(練習問題)
1. 記録のうち、「like [467, 369].」を含む行から記録の最終行までを両端も含めて取り出し、空行を除いた番号付きリストに書き直してください。
2. お盆と同窓会についての文章の続きを、最後に示された文の後から書くこと。

(読む文章)
*****

きっと今ごろ、お盆の真っ只中。
みなさんはこの文章を、どちらでお読みになっているのでしょうか?
僕には田舎がありません。
なので毎年この時期も、キノ・イグルーの野外イベントを行ったり、
涼やかな映画館で古い名作を鑑賞したり(真夏の映画館、最高!)
と、変わらない日々を過ごすことが多いです。
今年は、シネマヴェーラ渋谷の「ジョン・フォード特集」か、
『クレイマー、クレイマー』(1979) &『スタンド・バイ・ミー』(1986)
という目黒シネマの2本立てに行くべきか、絶賛悩み中です。
もし劇場で見かけたら、お気軽に声をかけてくださいね。
さて。
今年はコロナ以降、初となる行動制限のない夏休みということで、
全国各地で"同窓会"が増えているのだそう。
そんな喜ばしいニュースを、先日、目にしました。
数年越しで地元に帰れるわけで、迎え入れる同級生や先生含め、
みんながみんな嬉しい同窓会になるのでしょう。
いいなぁ〜、きっと今ごろ盛り上がってるんだろうな。
同窓会。
僕は一度しか参加したことがありませんが、
100人以上集まったその会は、
印象深い時間として記憶に深く刻み込まれています。
昔は、ベタベタ仲の良かったメンバーが、照れと恥ずかしさから、
どう接していいのかわからない状況に加え、
15年ぶりの再会だったため、
そもそも誰が誰だがわからない問題まで勃発し、
開始30分は味わったことがないような微妙な空気に(笑)

*****

(データセットの記録)

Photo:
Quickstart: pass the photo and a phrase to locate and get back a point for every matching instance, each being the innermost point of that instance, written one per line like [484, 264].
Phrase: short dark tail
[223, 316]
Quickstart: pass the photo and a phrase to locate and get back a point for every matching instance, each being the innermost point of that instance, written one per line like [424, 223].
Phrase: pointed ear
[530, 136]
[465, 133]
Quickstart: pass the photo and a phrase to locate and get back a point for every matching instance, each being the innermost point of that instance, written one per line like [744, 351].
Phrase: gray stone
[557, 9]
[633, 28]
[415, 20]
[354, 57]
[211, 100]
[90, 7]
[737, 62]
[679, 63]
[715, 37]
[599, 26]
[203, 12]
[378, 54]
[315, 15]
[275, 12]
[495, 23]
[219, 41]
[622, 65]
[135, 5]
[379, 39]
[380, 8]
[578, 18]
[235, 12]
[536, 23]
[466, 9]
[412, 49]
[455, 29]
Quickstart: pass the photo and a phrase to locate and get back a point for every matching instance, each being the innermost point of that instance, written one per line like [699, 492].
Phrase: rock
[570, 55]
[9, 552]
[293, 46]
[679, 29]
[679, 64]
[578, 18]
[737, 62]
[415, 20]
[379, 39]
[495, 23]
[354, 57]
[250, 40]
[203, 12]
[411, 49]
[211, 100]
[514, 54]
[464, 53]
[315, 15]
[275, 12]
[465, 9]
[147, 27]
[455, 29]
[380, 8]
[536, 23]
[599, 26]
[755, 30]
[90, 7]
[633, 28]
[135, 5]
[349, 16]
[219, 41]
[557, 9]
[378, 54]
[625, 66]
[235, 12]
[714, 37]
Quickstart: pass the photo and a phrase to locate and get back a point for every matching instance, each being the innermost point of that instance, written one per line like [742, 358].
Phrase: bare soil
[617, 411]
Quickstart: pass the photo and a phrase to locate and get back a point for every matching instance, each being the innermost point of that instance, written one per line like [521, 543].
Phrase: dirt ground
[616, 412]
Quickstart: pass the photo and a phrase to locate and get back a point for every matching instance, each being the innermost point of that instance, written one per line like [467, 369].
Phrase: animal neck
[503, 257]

*****

(練習問題の解答)
1.
1. Quickstart: pass the photo and a phrase to locate and get back a point for every matching instance, each being the innermost point of that instance, written one per line like [467, 369].
2. Phrase: animal neck
3. [503, 257]

2.
まあ、その後は一気に打ち解け、
30人近い人数のまま、5次会まで行ったのですが…
そんな"同窓会"の風景は、映画でも目にすることが多いですよね。
でもその同窓会自体がテーマにまでなっている『ロミー&ミッシェル』という作品は、
それが故に、特別な1本ということになります。
みなさんは、ご覧になったことあるでしょうか?
まずは、こちらのあらすじからどうぞ。
***
底抜けに明るいロサンゼルスの大都会で
気ままなマイウェイ人生を送る、ロミーとミッシェル。
ダイエットにおしゃれ、夜はクラブで踊りまくり。
ある日、2人に高校卒業10周年の同窓会通知が届く。
「あの同級生達を見返してやりましょうよ。」
夢のサクセス・ストーリーをでっち上げ、
キャリア・スーツでさっそうと故郷に乗り込むが―。
***
どうです、面白そうでしょ?
高校時代からほかの子たちと波長の違っていたロミーとミッシェルは、
底意地の悪い同級生にいじめられたこと自体をモチベーションに変え、
同窓会にぶつけようとしています。
それはまるで、
アクション映画の復讐劇を思わせるような設定なのですが、
そのシリアスな状況を突き抜けた明るさで笑い飛ばしてしまうところが、
この映画の絶対的な素晴らしさだと思います。
その痛快コメディとしての魅力を縦軸としたら、
生き抜くためのポジティブな教訓を与えてくれる横軸も存在しており、
見た目以上に広がりのある作品となっています。
その世界の中心にあるのは、ロミーとミッシェルの友情です。
恋愛の要素はありつつも、決して深く入り込むことはなく、
一貫して2人の友情にフォーカスしてくれる。
おかげで、共感性が高まり、
いつしか観客は、不器用な彼女たちのファンになってしまうのです。
自分らしさを貫いて、楽しく生きたい人、必見の一作!
もちろん、同窓会を控えているみなさんも
予習がてらに、ぜひご覧になってみてくださいね。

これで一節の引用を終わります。